WHAT IS ASKED:
Please print the material below line for line, leaving the pictures out.

• • • •

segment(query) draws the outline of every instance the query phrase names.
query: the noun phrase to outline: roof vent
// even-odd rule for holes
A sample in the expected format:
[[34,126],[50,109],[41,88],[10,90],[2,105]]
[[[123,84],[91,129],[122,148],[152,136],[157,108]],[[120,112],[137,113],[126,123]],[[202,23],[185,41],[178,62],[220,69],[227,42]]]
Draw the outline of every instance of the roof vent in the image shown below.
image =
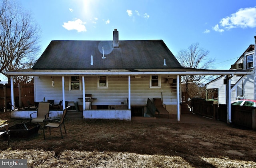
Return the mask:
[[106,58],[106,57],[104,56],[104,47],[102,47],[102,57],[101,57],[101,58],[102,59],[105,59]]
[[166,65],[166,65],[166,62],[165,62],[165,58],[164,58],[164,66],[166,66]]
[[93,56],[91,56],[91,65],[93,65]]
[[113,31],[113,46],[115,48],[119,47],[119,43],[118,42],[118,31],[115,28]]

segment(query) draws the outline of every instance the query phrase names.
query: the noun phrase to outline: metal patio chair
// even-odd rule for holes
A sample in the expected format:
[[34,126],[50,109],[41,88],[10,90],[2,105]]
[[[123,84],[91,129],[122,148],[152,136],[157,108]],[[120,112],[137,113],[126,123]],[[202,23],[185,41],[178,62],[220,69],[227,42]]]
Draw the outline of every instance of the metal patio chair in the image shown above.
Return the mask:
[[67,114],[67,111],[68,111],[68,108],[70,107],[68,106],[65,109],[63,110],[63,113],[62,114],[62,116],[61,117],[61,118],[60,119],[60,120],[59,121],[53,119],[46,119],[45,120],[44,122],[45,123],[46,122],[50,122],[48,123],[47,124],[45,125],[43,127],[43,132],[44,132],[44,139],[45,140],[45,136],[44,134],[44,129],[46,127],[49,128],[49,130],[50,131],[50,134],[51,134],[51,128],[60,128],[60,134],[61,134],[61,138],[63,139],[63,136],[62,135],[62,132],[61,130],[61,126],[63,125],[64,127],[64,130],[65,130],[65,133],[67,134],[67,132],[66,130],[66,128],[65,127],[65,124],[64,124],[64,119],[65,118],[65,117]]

• • • •

SOLUTION FOR THIS PROBLEM:
segment(query) draws the outline of every instance the query phrase names.
query: the noun phrase to outline: roof vent
// even-odd rule for holes
A sample in the expected format:
[[34,126],[50,109],[41,88],[10,90],[2,105]]
[[[123,84],[91,129],[122,148],[152,136],[157,108]],[[120,112],[137,113],[126,123]],[[202,23],[185,41],[178,62],[220,69],[227,42]]]
Draw the outline of every instance of the roof vent in the image shown below.
image =
Return the mask:
[[106,58],[106,57],[104,56],[104,47],[102,47],[102,57],[101,57],[101,58],[102,59],[105,59]]
[[166,65],[166,65],[166,62],[165,62],[165,58],[164,58],[164,66],[166,66]]
[[93,56],[91,56],[91,65],[93,65]]
[[113,31],[113,46],[115,48],[119,47],[119,43],[118,42],[118,31],[115,28]]

segment(query) draws the outline of every instance the query phrase names.
query: the noun phrase to outline: metal patio chair
// even-odd rule for holes
A sample in the expected format:
[[34,126],[50,109],[41,88],[10,90],[2,105]]
[[[123,84],[91,129],[122,148],[152,136],[157,108]],[[120,112],[137,113],[126,123]],[[202,23],[185,41],[178,62],[220,69],[227,42]]]
Draw the outline of every instance of the metal patio chair in the image shown above.
Return the mask:
[[67,114],[67,111],[68,111],[68,108],[70,107],[68,106],[65,109],[63,110],[63,113],[62,114],[62,116],[61,117],[61,118],[60,119],[60,120],[59,121],[53,119],[46,119],[45,120],[44,122],[45,123],[46,122],[50,122],[48,123],[47,124],[45,125],[43,127],[43,132],[44,132],[44,139],[45,140],[45,136],[44,134],[44,129],[46,127],[49,128],[49,130],[50,131],[50,134],[51,134],[51,128],[60,128],[60,134],[61,134],[61,138],[63,139],[63,136],[62,135],[62,132],[61,130],[61,126],[63,125],[64,127],[64,130],[65,130],[65,133],[67,134],[67,132],[66,130],[66,128],[65,127],[65,124],[64,124],[64,119],[65,118],[65,117]]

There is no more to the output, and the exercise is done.